--- Records supplied ---
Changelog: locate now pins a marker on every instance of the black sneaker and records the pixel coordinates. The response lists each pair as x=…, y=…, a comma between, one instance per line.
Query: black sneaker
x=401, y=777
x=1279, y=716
...
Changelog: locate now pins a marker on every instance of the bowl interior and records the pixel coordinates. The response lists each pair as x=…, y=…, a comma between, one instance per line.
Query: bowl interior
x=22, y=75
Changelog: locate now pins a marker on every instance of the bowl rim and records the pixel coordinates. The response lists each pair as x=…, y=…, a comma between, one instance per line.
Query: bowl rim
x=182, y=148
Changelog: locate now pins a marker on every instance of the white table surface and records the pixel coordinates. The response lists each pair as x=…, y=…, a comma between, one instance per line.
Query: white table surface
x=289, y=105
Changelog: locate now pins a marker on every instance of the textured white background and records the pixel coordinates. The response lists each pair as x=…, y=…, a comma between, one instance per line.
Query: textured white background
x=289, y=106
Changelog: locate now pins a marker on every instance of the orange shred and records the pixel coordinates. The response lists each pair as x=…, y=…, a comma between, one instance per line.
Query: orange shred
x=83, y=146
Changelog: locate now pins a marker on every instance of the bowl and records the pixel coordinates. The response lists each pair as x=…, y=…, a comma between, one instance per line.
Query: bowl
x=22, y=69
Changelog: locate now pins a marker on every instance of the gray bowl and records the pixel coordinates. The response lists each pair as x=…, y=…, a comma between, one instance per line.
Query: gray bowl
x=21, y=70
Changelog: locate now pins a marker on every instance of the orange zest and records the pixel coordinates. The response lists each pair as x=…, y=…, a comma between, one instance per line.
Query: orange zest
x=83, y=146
==
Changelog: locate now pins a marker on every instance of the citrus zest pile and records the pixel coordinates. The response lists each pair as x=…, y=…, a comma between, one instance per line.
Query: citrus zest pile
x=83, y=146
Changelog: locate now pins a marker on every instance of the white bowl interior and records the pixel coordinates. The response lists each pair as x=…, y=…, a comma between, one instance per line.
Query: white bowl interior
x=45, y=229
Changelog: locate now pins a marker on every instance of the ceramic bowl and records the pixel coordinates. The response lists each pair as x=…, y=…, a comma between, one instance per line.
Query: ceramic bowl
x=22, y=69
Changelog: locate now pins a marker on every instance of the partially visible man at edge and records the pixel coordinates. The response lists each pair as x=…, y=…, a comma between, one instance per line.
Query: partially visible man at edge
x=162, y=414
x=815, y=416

--- Problem to work on ---
Update the listing starting with the line that contains "of the citrus" and going on through the line that contains "x=45, y=229", changing "pins a marker" to "places a marker" and leaving all else as it is. Return only those lines.

--- Task answer ---
Changelog: locate now places a marker on every instance of the citrus zest pile and records the pixel coordinates. The response lists each pair as x=…, y=…, a comma between, one instance per line.
Query: citrus zest pile
x=83, y=146
Changelog: locate now places a marker on every instance of the white bowl interior and records the pixel coordinates. The response lists each pair as x=…, y=…, a comma between, one instance per line.
Query: white bowl interior
x=45, y=229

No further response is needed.